» TASK GOAL: Restate the lines exactly, starting at the line that contains "vegetation in the photo above." and finishing with the final line of the records.

» DATA SHOWN:
----
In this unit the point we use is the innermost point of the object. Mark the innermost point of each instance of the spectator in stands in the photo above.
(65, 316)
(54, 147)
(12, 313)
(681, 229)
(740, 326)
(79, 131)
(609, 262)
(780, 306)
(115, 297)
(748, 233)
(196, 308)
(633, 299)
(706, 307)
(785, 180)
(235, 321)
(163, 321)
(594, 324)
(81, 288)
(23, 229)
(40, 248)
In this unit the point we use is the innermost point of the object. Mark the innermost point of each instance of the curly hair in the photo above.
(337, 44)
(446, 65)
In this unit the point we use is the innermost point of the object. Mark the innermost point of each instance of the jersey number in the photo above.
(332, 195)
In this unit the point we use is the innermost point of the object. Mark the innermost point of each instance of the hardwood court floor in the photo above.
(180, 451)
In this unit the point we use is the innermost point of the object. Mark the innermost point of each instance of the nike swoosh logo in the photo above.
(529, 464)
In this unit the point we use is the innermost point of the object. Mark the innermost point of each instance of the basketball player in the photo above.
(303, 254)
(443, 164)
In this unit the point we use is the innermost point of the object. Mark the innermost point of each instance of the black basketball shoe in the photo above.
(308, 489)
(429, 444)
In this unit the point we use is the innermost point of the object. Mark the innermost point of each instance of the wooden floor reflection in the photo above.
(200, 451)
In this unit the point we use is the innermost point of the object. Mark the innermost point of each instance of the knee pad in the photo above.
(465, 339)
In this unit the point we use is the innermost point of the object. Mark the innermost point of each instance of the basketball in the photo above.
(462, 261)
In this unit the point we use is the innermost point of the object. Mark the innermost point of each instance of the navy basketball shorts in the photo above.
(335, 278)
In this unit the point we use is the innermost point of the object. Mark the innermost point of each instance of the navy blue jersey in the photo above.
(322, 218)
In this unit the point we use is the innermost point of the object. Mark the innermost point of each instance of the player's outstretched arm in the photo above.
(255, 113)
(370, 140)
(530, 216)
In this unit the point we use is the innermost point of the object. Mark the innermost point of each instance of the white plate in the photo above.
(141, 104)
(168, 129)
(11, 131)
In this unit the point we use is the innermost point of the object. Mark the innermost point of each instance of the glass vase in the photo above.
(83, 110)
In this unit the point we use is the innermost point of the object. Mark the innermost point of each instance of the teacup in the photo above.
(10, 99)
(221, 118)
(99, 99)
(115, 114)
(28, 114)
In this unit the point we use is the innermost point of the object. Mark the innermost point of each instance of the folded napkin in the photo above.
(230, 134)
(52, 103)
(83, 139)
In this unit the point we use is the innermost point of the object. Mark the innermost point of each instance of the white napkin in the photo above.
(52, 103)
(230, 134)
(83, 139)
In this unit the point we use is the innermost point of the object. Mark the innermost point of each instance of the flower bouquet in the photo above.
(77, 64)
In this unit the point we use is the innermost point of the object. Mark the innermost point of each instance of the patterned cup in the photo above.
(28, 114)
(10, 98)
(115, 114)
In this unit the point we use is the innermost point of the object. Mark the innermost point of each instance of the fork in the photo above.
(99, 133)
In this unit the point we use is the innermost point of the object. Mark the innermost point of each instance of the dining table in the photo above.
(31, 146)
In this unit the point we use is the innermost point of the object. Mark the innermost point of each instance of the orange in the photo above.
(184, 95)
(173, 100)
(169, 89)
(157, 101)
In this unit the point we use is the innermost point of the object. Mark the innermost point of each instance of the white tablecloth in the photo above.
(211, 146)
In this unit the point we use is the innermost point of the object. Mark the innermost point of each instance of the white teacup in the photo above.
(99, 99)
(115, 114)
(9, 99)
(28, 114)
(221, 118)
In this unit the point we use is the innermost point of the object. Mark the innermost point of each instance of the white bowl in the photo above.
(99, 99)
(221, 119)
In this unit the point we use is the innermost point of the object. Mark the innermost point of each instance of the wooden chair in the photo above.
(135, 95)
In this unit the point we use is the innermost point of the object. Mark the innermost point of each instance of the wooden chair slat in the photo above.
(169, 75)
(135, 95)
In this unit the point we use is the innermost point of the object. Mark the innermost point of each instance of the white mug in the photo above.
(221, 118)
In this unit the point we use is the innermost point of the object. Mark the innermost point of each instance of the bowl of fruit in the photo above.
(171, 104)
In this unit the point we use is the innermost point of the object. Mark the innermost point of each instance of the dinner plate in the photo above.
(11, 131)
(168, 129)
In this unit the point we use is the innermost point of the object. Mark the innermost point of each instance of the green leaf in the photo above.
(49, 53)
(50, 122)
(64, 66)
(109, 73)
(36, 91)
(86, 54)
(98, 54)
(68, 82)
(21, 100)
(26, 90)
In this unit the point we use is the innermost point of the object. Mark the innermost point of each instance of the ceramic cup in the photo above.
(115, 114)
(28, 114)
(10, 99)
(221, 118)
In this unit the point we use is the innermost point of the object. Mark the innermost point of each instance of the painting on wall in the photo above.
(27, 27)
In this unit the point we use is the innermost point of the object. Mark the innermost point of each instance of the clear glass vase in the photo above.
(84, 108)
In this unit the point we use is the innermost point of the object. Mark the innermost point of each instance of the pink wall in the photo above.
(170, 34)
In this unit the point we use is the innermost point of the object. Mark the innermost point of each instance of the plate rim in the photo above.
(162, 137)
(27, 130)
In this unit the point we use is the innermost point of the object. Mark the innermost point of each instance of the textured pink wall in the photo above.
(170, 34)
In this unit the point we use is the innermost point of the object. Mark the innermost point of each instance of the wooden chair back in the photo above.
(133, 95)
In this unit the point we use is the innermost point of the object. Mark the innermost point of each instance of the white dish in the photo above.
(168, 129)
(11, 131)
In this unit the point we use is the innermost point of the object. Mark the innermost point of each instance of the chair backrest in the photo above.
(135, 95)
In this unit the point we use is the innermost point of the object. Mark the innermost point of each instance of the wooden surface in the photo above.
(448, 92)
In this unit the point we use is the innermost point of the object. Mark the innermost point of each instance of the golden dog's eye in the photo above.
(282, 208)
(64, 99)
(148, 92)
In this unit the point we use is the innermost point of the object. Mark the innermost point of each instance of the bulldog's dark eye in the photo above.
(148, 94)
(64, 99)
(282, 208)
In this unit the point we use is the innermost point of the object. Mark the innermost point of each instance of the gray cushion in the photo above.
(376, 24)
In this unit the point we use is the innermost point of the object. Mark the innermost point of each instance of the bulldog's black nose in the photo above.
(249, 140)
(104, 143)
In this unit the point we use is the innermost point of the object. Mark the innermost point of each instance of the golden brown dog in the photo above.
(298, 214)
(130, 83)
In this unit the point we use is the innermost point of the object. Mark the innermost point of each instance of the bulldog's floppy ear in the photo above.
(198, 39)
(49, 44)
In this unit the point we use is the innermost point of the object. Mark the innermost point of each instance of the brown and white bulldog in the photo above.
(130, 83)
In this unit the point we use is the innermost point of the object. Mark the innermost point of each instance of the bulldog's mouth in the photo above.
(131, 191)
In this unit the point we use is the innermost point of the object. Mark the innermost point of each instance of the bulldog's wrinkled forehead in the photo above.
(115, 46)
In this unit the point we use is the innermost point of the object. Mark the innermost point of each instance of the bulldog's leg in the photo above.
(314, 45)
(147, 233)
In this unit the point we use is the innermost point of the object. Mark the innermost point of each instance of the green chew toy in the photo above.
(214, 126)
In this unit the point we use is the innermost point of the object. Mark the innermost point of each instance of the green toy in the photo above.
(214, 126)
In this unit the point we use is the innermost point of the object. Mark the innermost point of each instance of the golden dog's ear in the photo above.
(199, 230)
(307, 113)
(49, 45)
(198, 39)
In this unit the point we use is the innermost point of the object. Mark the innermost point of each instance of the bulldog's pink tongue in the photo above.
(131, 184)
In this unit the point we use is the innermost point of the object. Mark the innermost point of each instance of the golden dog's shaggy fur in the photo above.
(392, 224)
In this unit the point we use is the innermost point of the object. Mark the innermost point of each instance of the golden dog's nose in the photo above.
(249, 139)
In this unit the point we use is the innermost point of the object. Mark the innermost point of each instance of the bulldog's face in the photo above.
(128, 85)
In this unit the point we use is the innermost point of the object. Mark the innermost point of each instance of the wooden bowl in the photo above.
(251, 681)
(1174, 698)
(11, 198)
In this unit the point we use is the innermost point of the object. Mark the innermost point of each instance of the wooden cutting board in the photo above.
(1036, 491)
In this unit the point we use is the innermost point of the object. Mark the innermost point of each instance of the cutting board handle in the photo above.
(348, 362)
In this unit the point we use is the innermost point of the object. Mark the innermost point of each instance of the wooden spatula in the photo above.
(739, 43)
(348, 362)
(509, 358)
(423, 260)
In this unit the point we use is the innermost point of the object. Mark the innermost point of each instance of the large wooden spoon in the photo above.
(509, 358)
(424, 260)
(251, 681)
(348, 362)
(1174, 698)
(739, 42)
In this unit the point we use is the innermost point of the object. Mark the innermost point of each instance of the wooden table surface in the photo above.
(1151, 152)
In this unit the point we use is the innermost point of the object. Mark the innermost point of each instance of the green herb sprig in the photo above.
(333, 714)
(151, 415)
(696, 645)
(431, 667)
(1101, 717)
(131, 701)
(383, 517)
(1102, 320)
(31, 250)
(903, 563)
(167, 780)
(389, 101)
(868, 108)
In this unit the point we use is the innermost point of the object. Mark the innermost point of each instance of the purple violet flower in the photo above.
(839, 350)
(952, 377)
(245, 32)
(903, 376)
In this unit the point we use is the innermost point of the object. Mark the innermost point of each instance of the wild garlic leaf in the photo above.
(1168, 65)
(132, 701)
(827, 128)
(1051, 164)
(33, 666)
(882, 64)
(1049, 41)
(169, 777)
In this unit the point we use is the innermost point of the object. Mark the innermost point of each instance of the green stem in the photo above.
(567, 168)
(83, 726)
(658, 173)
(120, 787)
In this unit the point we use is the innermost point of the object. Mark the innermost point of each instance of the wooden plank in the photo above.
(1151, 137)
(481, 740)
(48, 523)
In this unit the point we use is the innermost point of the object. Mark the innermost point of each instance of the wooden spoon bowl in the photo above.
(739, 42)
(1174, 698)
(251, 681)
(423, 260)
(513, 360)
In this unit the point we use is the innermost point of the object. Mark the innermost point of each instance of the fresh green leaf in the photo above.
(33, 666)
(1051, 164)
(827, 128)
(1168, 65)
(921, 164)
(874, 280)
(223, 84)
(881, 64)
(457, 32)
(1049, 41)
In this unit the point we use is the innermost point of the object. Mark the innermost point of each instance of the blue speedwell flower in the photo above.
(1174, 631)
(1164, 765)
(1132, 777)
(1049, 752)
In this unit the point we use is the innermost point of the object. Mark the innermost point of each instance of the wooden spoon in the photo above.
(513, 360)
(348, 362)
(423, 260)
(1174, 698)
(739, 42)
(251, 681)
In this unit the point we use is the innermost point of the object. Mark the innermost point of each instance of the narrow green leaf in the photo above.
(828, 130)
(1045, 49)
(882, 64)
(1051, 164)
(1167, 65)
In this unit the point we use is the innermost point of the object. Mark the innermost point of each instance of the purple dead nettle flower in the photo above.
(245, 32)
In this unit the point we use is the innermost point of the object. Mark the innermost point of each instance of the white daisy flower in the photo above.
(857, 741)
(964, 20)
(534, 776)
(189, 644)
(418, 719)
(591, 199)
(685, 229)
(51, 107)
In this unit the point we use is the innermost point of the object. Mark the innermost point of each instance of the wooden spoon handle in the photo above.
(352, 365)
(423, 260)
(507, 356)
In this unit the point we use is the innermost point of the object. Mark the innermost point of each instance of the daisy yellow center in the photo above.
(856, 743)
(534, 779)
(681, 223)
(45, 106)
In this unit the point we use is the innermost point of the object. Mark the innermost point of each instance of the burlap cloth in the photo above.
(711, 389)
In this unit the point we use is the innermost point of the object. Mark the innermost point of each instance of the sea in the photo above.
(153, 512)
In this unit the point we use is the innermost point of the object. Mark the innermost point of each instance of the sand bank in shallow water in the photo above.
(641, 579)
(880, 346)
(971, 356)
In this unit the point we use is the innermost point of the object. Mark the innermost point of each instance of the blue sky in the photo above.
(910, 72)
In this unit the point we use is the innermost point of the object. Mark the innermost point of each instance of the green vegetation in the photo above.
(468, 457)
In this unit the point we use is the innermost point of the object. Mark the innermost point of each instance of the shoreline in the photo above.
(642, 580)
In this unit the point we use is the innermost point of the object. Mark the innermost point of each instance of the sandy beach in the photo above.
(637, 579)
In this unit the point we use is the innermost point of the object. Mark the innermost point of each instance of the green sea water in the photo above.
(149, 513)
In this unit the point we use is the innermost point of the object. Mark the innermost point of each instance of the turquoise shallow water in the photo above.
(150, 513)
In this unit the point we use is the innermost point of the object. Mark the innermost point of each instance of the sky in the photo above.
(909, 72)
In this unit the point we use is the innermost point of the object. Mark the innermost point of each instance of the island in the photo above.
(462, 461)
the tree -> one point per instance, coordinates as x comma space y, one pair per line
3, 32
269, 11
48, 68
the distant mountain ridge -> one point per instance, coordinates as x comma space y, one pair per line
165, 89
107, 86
----
» ANSWER TO THE EXERCISE:
In this unit the point we use is the innermost point of the object. Mark the innermost point of each instance of the green vegetation in the photo above.
(468, 457)
In this unit the point we use is the innermost point of the object. Mark the innermost point of each instance of the shoreline in the photo above.
(642, 580)
In this unit the point we use is the innermost point of the object. Mark the innermost point of each instance of the sandy beach in the photo above.
(637, 579)
In this unit the point we use is the innermost point of the object. Mark the innermost point of each instance of the green sea water in the photo above.
(149, 513)
In this unit the point we use is the innermost point of the object. Mark the innermost point of each instance of the turquoise shallow water in the photo above.
(150, 513)
In this unit the point we use is the innermost point of the object. Mark the innermost point of each instance of the sky in the photo above.
(909, 72)
In this unit the point we use is the innermost point of the object. Mark the innermost point of each instance of the island in the photo above.
(462, 461)
the tree -> one point per instance, coordinates as x comma space y, one pair per line
3, 32
269, 11
48, 68
the distant mountain ridge -> one point per instance, coordinates as x comma space y, one pair per line
165, 89
107, 86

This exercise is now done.